**** Data for the task

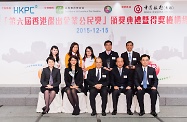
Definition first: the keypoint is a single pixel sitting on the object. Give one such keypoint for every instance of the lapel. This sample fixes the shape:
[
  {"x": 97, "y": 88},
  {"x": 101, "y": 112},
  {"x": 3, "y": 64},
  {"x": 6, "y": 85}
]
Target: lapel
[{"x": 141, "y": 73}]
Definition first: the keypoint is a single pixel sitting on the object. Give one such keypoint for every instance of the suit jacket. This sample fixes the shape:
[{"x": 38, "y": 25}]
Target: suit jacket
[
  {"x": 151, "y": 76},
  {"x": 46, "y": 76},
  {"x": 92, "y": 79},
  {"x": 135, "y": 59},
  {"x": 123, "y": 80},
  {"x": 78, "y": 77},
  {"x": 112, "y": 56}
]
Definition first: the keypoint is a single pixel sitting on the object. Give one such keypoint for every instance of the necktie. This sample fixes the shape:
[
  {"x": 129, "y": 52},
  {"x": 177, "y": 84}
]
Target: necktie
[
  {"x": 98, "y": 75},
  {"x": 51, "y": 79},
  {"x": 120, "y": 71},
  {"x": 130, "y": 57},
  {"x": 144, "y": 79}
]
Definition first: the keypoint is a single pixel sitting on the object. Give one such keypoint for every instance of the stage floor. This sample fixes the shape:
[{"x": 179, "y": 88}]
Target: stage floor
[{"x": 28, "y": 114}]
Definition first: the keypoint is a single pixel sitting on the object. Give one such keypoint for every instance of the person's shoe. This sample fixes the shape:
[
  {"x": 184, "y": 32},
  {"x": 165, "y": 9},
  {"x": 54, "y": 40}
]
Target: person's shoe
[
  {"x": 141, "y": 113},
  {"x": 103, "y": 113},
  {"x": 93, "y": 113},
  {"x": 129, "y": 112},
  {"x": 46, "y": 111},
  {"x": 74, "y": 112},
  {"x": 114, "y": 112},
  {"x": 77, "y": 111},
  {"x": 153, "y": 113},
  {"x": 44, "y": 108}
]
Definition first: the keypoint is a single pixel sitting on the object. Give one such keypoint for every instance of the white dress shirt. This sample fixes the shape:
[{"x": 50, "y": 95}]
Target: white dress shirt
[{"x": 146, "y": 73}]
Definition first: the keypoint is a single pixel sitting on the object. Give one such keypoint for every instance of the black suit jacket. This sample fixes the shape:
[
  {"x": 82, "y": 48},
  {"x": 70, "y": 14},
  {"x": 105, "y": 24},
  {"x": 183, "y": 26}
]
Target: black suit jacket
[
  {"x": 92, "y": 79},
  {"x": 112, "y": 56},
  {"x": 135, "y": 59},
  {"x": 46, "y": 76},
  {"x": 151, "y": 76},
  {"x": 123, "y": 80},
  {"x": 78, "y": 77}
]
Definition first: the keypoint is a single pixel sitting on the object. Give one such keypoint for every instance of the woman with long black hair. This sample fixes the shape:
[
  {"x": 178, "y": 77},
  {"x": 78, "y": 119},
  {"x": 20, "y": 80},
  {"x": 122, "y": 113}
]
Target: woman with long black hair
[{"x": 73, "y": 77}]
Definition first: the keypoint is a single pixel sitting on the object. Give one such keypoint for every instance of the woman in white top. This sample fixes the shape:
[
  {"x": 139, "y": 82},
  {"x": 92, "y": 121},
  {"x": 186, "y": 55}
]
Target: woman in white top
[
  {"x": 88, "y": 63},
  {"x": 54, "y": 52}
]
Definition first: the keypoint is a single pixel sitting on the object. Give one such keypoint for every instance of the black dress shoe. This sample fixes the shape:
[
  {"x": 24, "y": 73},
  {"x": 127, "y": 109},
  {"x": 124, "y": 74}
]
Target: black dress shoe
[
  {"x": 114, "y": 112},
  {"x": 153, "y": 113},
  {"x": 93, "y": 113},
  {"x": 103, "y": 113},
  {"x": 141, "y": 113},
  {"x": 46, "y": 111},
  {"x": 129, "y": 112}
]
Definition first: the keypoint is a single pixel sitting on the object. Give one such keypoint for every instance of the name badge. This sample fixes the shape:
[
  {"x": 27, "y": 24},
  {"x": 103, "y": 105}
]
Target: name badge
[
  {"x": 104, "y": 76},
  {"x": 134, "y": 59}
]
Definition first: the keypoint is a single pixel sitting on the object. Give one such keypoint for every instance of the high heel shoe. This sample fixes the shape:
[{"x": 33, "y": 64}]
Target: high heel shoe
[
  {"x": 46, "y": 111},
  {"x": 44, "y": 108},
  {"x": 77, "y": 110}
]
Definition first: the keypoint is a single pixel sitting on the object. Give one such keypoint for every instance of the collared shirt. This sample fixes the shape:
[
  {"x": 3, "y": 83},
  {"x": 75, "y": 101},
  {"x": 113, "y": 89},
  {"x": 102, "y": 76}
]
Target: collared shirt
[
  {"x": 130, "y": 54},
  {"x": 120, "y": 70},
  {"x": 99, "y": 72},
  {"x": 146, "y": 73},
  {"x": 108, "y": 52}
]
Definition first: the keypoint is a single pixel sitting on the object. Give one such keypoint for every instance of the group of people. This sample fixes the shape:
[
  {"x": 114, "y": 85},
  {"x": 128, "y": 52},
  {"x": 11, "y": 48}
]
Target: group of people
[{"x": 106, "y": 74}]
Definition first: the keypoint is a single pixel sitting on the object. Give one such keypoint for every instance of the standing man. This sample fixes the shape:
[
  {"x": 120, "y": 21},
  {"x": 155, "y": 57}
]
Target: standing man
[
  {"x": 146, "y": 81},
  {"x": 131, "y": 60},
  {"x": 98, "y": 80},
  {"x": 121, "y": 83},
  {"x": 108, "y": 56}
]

********

Exercise aim |
Print out the lines exactly, skipping any picture.

Result for this task |
Definition first: the keypoint is a single pixel sitting on the object. Give one such keypoint for every instance of the lapel. This sample fixes the shape:
[
  {"x": 97, "y": 88},
  {"x": 101, "y": 112},
  {"x": 3, "y": 64},
  {"x": 6, "y": 85}
]
Target: lapel
[{"x": 141, "y": 73}]
Definition first: the keypoint is a single pixel sitting on the object. Give one such keypoint for every instance of the suit jacket. This sample fixes the shape:
[{"x": 38, "y": 25}]
Target: suit jacket
[
  {"x": 151, "y": 76},
  {"x": 46, "y": 76},
  {"x": 92, "y": 79},
  {"x": 135, "y": 59},
  {"x": 123, "y": 80},
  {"x": 78, "y": 77},
  {"x": 112, "y": 56}
]
Definition first: the keypoint is a single pixel sitting on the object. Give one such keypoint for every instance of the necktie. This sample fixes the shape:
[
  {"x": 129, "y": 52},
  {"x": 177, "y": 84}
]
Target: necktie
[
  {"x": 98, "y": 75},
  {"x": 51, "y": 79},
  {"x": 120, "y": 71},
  {"x": 130, "y": 57},
  {"x": 144, "y": 79}
]
Definition first: the keypoint is a single pixel sitting on the object. Give one such keypoint for every instance of the stage floor. This sample fixes the shape:
[{"x": 179, "y": 88}]
Target: stage floor
[{"x": 28, "y": 114}]
Definition first: the keypoint is a single pixel sitting on the object. Give one such keypoint for every instance of the person's shoe. This sample fixes the shape:
[
  {"x": 184, "y": 32},
  {"x": 165, "y": 9},
  {"x": 54, "y": 40}
]
Target: person's shoe
[
  {"x": 141, "y": 113},
  {"x": 103, "y": 113},
  {"x": 93, "y": 113},
  {"x": 129, "y": 112},
  {"x": 46, "y": 111},
  {"x": 74, "y": 112},
  {"x": 114, "y": 112},
  {"x": 77, "y": 111},
  {"x": 153, "y": 113},
  {"x": 44, "y": 108}
]
Definition first: the keypoint is a single pixel sitting on the object. Give one such keypoint for every instance of the white dress shirt. This sample fixes the shape:
[{"x": 50, "y": 95}]
Target: white dress shirt
[{"x": 146, "y": 73}]
Definition first: the keypoint is a single pixel sitting on the object. Give one such keypoint for every instance of the black suit jacket. This sample fixes the shape:
[
  {"x": 82, "y": 48},
  {"x": 70, "y": 14},
  {"x": 105, "y": 24},
  {"x": 183, "y": 26}
]
Target: black suit jacket
[
  {"x": 92, "y": 79},
  {"x": 112, "y": 56},
  {"x": 135, "y": 59},
  {"x": 46, "y": 76},
  {"x": 151, "y": 76},
  {"x": 123, "y": 80},
  {"x": 78, "y": 77}
]
Definition first: the keypoint is a single pixel sitting on the object. Give one such keypoint for every instance of the woman with long black hair. This sample fixes the shape:
[
  {"x": 178, "y": 77},
  {"x": 78, "y": 119},
  {"x": 20, "y": 80},
  {"x": 122, "y": 113}
]
Target: woman with long black hair
[{"x": 73, "y": 77}]
Definition first: the keypoint is a single pixel sitting on the object. Give one such keypoint for every instance of the woman in white top. This sample fixes the shape:
[
  {"x": 139, "y": 82},
  {"x": 92, "y": 121},
  {"x": 186, "y": 55}
]
Target: woman in white top
[
  {"x": 88, "y": 63},
  {"x": 54, "y": 52}
]
Definition first: the keypoint is a single pixel sitting on the object. Give one such keypoint for every instance of the black dress shoe. This sample fixes the shape:
[
  {"x": 24, "y": 73},
  {"x": 127, "y": 109},
  {"x": 124, "y": 74}
]
Target: black dress shoe
[
  {"x": 114, "y": 112},
  {"x": 153, "y": 113},
  {"x": 93, "y": 113},
  {"x": 103, "y": 113},
  {"x": 141, "y": 113},
  {"x": 46, "y": 111},
  {"x": 129, "y": 112}
]
Definition first: the keypoint is a single pixel sitting on the object. Give one such keypoint for every instance of the name badge. This sample fixes the shape:
[
  {"x": 27, "y": 24},
  {"x": 103, "y": 105}
]
Target: name badge
[
  {"x": 104, "y": 76},
  {"x": 134, "y": 59}
]
Definition first: the keypoint is a single pixel sitting on the object. Give one such keypoint for every instance of the high heel shoe. This sample fixes the shape:
[{"x": 33, "y": 64}]
Target: high heel shoe
[
  {"x": 46, "y": 111},
  {"x": 44, "y": 108},
  {"x": 77, "y": 110}
]
Definition first: the keypoint is a single pixel sitting on the object. Give one such keypoint for every instance of the collared shirt. This sample fixes the shape:
[
  {"x": 3, "y": 83},
  {"x": 75, "y": 101},
  {"x": 113, "y": 89},
  {"x": 102, "y": 76}
]
Target: collared shirt
[
  {"x": 130, "y": 54},
  {"x": 120, "y": 70},
  {"x": 99, "y": 72},
  {"x": 146, "y": 73},
  {"x": 108, "y": 52}
]
Definition first: the keypoint is a single pixel sitting on the object. Give one such keypoint for every instance of the group of people. This sample fixes the shape:
[
  {"x": 114, "y": 85},
  {"x": 128, "y": 52},
  {"x": 11, "y": 48}
]
Target: group of people
[{"x": 106, "y": 74}]
Definition first: the keypoint is a single pixel sitting on the object. Give one such keypoint for every instance of the standing man. This sample fixes the shape:
[
  {"x": 120, "y": 21},
  {"x": 155, "y": 57}
]
Target: standing man
[
  {"x": 146, "y": 81},
  {"x": 131, "y": 60},
  {"x": 98, "y": 80},
  {"x": 121, "y": 83},
  {"x": 108, "y": 56}
]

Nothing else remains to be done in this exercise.